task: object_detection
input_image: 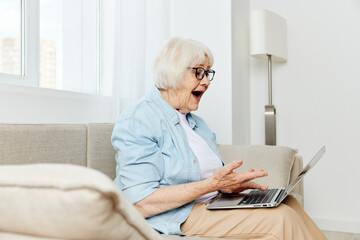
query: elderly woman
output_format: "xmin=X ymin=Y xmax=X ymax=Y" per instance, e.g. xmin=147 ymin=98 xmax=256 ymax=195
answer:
xmin=112 ymin=38 xmax=325 ymax=239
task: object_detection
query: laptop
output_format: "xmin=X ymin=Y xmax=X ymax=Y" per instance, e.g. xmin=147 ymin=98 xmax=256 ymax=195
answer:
xmin=207 ymin=146 xmax=325 ymax=210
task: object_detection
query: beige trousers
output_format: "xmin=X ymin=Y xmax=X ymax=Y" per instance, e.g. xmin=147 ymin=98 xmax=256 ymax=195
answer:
xmin=181 ymin=196 xmax=326 ymax=240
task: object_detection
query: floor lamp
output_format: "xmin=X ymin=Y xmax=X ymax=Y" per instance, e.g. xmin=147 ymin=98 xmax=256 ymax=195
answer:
xmin=250 ymin=9 xmax=287 ymax=145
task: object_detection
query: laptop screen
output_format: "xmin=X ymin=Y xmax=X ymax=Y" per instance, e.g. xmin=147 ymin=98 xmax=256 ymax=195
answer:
xmin=286 ymin=146 xmax=325 ymax=194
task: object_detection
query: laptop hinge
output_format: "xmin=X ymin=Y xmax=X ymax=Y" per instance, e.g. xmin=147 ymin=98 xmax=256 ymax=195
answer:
xmin=275 ymin=189 xmax=286 ymax=202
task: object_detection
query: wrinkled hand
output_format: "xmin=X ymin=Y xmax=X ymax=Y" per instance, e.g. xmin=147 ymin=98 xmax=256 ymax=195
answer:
xmin=211 ymin=159 xmax=268 ymax=193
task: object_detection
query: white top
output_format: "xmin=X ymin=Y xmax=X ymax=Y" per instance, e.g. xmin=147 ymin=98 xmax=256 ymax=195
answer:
xmin=177 ymin=112 xmax=222 ymax=202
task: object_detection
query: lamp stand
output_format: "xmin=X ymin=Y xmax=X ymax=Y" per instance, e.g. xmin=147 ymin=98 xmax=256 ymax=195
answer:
xmin=265 ymin=54 xmax=276 ymax=145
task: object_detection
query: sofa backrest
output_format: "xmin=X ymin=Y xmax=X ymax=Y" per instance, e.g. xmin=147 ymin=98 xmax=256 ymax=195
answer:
xmin=0 ymin=123 xmax=116 ymax=179
xmin=0 ymin=124 xmax=87 ymax=166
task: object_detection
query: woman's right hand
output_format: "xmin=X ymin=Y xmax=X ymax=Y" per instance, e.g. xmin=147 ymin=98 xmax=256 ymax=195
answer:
xmin=208 ymin=159 xmax=268 ymax=193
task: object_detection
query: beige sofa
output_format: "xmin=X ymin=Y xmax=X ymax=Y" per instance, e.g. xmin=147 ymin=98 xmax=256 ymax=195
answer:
xmin=0 ymin=124 xmax=303 ymax=240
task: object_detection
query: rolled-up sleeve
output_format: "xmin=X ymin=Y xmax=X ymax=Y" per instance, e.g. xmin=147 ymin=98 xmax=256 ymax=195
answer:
xmin=111 ymin=119 xmax=164 ymax=203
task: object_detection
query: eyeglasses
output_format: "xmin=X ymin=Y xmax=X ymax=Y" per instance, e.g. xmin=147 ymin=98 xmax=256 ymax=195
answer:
xmin=187 ymin=67 xmax=215 ymax=81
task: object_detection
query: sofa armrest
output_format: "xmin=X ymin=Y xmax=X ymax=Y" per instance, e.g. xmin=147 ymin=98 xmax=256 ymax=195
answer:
xmin=219 ymin=145 xmax=303 ymax=204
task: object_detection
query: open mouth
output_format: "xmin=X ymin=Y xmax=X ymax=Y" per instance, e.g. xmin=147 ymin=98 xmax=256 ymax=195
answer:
xmin=191 ymin=91 xmax=204 ymax=101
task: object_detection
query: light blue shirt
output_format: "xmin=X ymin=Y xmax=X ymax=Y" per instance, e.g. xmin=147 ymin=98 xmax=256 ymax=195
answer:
xmin=111 ymin=87 xmax=222 ymax=235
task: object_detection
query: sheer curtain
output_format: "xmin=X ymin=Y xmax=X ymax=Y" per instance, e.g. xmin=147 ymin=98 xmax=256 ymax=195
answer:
xmin=113 ymin=0 xmax=169 ymax=113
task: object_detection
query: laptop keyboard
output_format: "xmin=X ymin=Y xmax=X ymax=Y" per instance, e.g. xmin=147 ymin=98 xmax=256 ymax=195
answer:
xmin=238 ymin=188 xmax=277 ymax=205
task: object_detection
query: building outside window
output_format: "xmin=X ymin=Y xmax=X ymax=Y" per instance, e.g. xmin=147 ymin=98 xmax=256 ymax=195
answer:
xmin=0 ymin=0 xmax=109 ymax=95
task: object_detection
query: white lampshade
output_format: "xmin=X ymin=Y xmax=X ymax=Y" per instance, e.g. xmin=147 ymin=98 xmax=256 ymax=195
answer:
xmin=250 ymin=9 xmax=287 ymax=62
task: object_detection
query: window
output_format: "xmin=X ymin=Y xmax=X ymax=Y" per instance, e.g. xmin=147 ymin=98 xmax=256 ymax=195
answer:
xmin=0 ymin=0 xmax=111 ymax=95
xmin=0 ymin=0 xmax=22 ymax=75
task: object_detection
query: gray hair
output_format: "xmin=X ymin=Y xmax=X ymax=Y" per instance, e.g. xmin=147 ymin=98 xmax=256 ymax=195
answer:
xmin=154 ymin=37 xmax=214 ymax=89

☆ ☆ ☆ ☆ ☆ ☆ ☆

— PROBLEM STATEMENT —
Copy all of the records above verbatim, line for line, and omit the picture from your copy.

— ANSWER BELOW —
task: object_detection
input_image: 
query: elderly woman
output_format: "xmin=X ymin=Y xmax=X ymax=Y" per instance, e.g. xmin=147 ymin=98 xmax=256 ymax=195
answer:
xmin=112 ymin=38 xmax=325 ymax=239
task: object_detection
query: laptop
output_format: "xmin=X ymin=Y xmax=X ymax=Y" per instance, e.g. xmin=147 ymin=98 xmax=256 ymax=195
answer:
xmin=207 ymin=146 xmax=325 ymax=210
task: object_detection
query: beige trousers
output_format: "xmin=X ymin=Y xmax=X ymax=Y" per instance, e.g. xmin=147 ymin=98 xmax=256 ymax=195
answer:
xmin=181 ymin=196 xmax=326 ymax=240
task: object_detection
query: floor lamp
output_format: "xmin=X ymin=Y xmax=X ymax=Y" per instance, e.g. xmin=147 ymin=98 xmax=256 ymax=195
answer:
xmin=250 ymin=9 xmax=287 ymax=145
task: object_detection
query: laptop screen
output_format: "xmin=X ymin=Y xmax=X ymax=Y" per instance, e.g. xmin=147 ymin=98 xmax=256 ymax=195
answer:
xmin=286 ymin=146 xmax=325 ymax=194
task: object_detection
query: laptop hinge
output_format: "xmin=X ymin=Y xmax=X ymax=Y" per instance, e.g. xmin=147 ymin=98 xmax=256 ymax=195
answer:
xmin=275 ymin=189 xmax=286 ymax=202
task: object_detection
query: wrinkled hand
output_format: "xmin=X ymin=Y xmax=X ymax=Y" per instance, e.g. xmin=147 ymin=98 xmax=256 ymax=195
answer:
xmin=211 ymin=159 xmax=268 ymax=193
task: object_detection
query: white top
output_format: "xmin=X ymin=Y xmax=X ymax=Y" per instance, e.g. xmin=147 ymin=98 xmax=256 ymax=195
answer:
xmin=177 ymin=112 xmax=222 ymax=202
task: object_detection
query: lamp stand
output_format: "xmin=X ymin=Y xmax=X ymax=Y" per instance, e.g. xmin=147 ymin=98 xmax=256 ymax=195
answer:
xmin=265 ymin=54 xmax=276 ymax=145
task: object_detection
query: sofa backrest
output_format: "xmin=X ymin=Y xmax=X ymax=Y" per instance, e.g. xmin=147 ymin=98 xmax=256 ymax=195
answer:
xmin=0 ymin=123 xmax=116 ymax=179
xmin=0 ymin=124 xmax=87 ymax=166
task: object_detection
query: woman's right hand
output_format: "xmin=X ymin=Y xmax=X ymax=Y" per instance, e.g. xmin=147 ymin=98 xmax=256 ymax=195
answer:
xmin=208 ymin=159 xmax=268 ymax=193
task: object_detection
query: beige sofa
output_format: "xmin=X ymin=Y xmax=X ymax=Y" per instance, e.g. xmin=147 ymin=98 xmax=256 ymax=195
answer:
xmin=0 ymin=124 xmax=303 ymax=240
task: object_detection
query: rolled-up sleeve
output_format: "xmin=X ymin=Y xmax=X ymax=Y" per instance, e.g. xmin=147 ymin=98 xmax=256 ymax=195
answer:
xmin=111 ymin=119 xmax=164 ymax=203
task: object_detection
query: eyeglasses
output_format: "xmin=X ymin=Y xmax=X ymax=Y" per instance, e.g. xmin=147 ymin=98 xmax=256 ymax=195
answer:
xmin=187 ymin=67 xmax=215 ymax=81
task: object_detection
query: sofa armrest
output_format: "xmin=X ymin=Y xmax=X ymax=Y" per instance, e.g. xmin=147 ymin=98 xmax=256 ymax=195
answer:
xmin=219 ymin=145 xmax=303 ymax=204
task: object_detection
query: open mouth
output_format: "xmin=X ymin=Y xmax=X ymax=Y" per instance, e.g. xmin=147 ymin=98 xmax=256 ymax=195
answer:
xmin=191 ymin=91 xmax=204 ymax=101
task: object_detection
query: light blue shirt
output_format: "xmin=X ymin=Y xmax=X ymax=Y" per instance, e.g. xmin=147 ymin=98 xmax=256 ymax=195
answer:
xmin=111 ymin=87 xmax=222 ymax=235
task: object_detection
query: sheer curtain
output_format: "xmin=X ymin=Y xmax=X ymax=Y" per instance, e.g. xmin=147 ymin=98 xmax=256 ymax=195
answer:
xmin=113 ymin=0 xmax=169 ymax=113
task: object_detection
query: laptop keyboard
output_format: "xmin=X ymin=Y xmax=X ymax=Y" per instance, e.g. xmin=147 ymin=98 xmax=256 ymax=195
answer:
xmin=238 ymin=188 xmax=277 ymax=205
task: object_detection
query: building outside window
output_format: "xmin=X ymin=Y xmax=X ymax=Y" per instance, e.g. xmin=147 ymin=98 xmax=256 ymax=195
answer:
xmin=0 ymin=0 xmax=109 ymax=95
task: object_detection
query: white lampshade
output_format: "xmin=X ymin=Y xmax=X ymax=Y" per instance, e.g. xmin=147 ymin=98 xmax=256 ymax=195
answer:
xmin=250 ymin=9 xmax=287 ymax=62
task: object_detection
query: window
output_format: "xmin=X ymin=Y xmax=X ymax=Y" per instance, e.g. xmin=147 ymin=98 xmax=256 ymax=195
answer:
xmin=0 ymin=0 xmax=111 ymax=95
xmin=0 ymin=0 xmax=22 ymax=75
task: object_detection
query: gray hair
output_format: "xmin=X ymin=Y xmax=X ymax=Y" per instance, e.g. xmin=147 ymin=98 xmax=256 ymax=195
answer:
xmin=154 ymin=37 xmax=214 ymax=89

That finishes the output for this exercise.